LISTED ENTRIES:
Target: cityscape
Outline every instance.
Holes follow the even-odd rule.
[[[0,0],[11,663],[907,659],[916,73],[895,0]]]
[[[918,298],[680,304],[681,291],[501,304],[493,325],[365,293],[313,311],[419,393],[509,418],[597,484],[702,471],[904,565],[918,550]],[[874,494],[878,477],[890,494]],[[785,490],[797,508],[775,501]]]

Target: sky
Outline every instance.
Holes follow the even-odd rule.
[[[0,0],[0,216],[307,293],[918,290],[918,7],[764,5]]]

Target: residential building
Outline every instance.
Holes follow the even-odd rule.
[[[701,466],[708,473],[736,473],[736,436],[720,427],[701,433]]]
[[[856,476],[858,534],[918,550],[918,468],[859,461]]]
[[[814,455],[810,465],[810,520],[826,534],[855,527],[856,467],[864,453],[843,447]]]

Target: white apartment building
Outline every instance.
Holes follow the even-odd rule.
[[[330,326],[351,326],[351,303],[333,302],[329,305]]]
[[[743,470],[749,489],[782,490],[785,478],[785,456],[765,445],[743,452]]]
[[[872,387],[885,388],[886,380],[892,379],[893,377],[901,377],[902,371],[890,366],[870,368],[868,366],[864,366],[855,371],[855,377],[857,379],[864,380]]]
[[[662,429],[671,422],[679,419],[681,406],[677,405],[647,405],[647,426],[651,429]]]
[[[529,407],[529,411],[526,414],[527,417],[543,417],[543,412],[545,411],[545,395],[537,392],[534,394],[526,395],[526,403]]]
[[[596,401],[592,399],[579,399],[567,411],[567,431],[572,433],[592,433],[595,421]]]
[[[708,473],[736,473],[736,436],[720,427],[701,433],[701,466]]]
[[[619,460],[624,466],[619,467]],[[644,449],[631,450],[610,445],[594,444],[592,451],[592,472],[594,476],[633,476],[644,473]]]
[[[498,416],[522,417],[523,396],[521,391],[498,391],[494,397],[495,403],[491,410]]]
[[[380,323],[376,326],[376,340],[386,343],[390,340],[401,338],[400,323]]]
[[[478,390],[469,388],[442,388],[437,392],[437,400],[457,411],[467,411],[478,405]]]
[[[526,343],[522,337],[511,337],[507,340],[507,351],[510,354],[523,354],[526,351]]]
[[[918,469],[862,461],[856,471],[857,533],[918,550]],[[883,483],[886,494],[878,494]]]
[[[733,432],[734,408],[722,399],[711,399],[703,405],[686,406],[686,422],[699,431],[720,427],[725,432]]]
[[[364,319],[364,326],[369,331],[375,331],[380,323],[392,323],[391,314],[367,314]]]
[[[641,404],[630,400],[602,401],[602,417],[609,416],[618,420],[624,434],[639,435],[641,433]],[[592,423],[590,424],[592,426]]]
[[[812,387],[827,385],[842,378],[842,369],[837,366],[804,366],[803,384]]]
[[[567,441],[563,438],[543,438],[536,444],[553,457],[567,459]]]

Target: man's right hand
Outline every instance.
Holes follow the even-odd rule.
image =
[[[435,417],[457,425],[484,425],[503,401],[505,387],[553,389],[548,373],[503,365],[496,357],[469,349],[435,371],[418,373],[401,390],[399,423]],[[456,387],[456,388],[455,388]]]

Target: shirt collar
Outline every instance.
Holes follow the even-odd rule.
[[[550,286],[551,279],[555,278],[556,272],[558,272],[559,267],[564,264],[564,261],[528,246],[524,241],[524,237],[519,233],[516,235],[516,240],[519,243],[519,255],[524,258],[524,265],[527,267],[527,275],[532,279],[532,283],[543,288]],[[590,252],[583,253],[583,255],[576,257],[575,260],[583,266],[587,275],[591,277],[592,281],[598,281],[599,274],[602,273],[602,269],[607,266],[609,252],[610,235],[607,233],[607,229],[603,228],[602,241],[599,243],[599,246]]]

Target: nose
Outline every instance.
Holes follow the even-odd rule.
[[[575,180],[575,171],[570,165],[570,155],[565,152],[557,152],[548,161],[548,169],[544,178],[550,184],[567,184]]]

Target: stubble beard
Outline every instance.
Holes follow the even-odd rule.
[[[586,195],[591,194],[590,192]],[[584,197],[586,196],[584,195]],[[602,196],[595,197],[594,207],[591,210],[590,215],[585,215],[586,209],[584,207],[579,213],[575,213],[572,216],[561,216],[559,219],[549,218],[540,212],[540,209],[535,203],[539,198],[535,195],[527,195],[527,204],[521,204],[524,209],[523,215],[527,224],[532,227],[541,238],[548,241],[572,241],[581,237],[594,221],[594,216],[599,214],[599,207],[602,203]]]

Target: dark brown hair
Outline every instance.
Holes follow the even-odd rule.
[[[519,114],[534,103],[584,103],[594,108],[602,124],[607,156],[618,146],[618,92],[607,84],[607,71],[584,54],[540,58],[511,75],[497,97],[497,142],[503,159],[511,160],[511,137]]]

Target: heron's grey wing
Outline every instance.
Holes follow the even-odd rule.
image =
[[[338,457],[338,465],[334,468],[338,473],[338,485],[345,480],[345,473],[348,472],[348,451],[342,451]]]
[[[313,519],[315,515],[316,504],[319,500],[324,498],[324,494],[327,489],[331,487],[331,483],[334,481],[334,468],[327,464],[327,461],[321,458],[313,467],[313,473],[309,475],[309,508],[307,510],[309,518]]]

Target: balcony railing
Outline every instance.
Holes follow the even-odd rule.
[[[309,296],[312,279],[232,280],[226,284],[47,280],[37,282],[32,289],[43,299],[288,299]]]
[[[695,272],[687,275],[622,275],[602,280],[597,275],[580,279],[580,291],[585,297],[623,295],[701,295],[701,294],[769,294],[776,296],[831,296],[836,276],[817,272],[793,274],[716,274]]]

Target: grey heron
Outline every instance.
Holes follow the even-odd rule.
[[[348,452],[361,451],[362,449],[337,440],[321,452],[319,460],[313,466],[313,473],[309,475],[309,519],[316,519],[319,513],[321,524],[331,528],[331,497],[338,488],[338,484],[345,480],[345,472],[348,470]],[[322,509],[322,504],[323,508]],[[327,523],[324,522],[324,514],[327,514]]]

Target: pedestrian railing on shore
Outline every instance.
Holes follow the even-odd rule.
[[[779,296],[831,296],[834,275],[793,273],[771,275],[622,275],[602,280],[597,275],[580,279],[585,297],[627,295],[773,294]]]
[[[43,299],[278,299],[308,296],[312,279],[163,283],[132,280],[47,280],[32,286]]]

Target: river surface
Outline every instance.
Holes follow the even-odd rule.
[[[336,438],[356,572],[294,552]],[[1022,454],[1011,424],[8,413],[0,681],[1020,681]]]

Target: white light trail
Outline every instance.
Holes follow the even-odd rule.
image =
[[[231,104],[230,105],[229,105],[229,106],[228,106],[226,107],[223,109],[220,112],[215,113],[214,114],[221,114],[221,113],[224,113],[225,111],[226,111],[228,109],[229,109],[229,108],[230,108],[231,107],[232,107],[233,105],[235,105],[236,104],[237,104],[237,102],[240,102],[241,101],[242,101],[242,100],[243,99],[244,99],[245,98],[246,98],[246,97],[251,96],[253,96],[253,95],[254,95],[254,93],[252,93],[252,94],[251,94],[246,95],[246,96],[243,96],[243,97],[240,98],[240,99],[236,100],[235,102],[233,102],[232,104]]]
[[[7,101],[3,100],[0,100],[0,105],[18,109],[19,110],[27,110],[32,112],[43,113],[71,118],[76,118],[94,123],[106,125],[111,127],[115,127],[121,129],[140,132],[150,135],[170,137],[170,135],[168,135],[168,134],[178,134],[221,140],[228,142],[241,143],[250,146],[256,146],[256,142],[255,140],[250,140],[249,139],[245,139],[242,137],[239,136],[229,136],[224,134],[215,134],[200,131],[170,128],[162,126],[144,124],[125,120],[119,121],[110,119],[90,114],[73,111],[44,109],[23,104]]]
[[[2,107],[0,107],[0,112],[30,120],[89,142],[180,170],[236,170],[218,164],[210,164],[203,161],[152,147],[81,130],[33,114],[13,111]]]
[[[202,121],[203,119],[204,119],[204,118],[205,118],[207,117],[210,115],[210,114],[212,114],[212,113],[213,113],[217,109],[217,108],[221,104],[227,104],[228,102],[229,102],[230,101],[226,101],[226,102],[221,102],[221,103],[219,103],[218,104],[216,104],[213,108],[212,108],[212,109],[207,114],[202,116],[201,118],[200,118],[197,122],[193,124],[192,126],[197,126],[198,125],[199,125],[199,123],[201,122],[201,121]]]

* * *

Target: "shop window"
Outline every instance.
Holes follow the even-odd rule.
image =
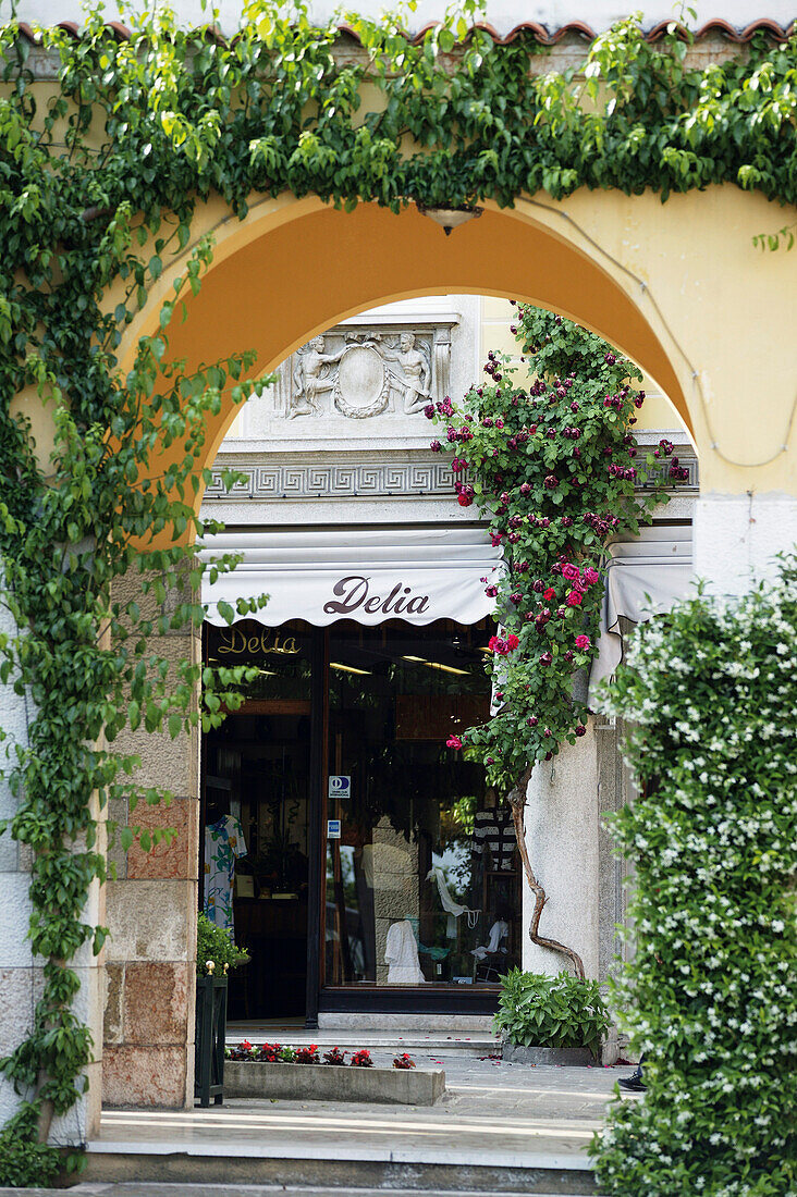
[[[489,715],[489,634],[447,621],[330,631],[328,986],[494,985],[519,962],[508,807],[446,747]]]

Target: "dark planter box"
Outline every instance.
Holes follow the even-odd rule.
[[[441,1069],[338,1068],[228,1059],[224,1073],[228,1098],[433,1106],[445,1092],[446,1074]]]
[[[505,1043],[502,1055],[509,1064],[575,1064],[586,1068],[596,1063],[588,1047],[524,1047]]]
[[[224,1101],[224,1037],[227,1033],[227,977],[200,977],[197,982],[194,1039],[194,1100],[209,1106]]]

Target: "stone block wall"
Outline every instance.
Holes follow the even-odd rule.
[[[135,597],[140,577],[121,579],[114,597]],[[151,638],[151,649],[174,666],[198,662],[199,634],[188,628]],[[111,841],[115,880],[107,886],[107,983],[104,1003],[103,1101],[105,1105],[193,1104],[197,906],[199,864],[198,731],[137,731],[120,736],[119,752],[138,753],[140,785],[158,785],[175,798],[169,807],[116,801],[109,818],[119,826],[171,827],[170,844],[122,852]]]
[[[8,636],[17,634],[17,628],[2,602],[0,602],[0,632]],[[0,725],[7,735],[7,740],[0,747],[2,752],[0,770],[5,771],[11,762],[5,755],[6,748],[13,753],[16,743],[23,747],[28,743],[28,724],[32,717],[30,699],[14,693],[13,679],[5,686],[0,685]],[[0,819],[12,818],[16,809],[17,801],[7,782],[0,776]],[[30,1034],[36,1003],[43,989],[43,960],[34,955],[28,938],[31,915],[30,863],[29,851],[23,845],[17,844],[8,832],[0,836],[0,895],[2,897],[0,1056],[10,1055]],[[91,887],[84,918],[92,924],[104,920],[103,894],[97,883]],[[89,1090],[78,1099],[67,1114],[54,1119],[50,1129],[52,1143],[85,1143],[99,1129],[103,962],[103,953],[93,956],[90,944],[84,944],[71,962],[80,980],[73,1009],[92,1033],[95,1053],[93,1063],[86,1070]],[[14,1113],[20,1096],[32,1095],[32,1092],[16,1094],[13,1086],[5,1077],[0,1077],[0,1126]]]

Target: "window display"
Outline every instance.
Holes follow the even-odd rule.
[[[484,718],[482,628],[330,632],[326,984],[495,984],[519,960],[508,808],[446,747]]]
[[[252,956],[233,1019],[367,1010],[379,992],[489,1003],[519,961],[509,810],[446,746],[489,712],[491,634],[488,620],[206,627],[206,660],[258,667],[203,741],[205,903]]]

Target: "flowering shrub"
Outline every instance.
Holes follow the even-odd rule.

PROBLEM REQUIREMENTS: Which lines in the rows above contain the string "dark", with case counting? Report each of those lines in full.

RESULT OF THIS EXERCISE:
Target: dark brown hair
Target: "dark planter box"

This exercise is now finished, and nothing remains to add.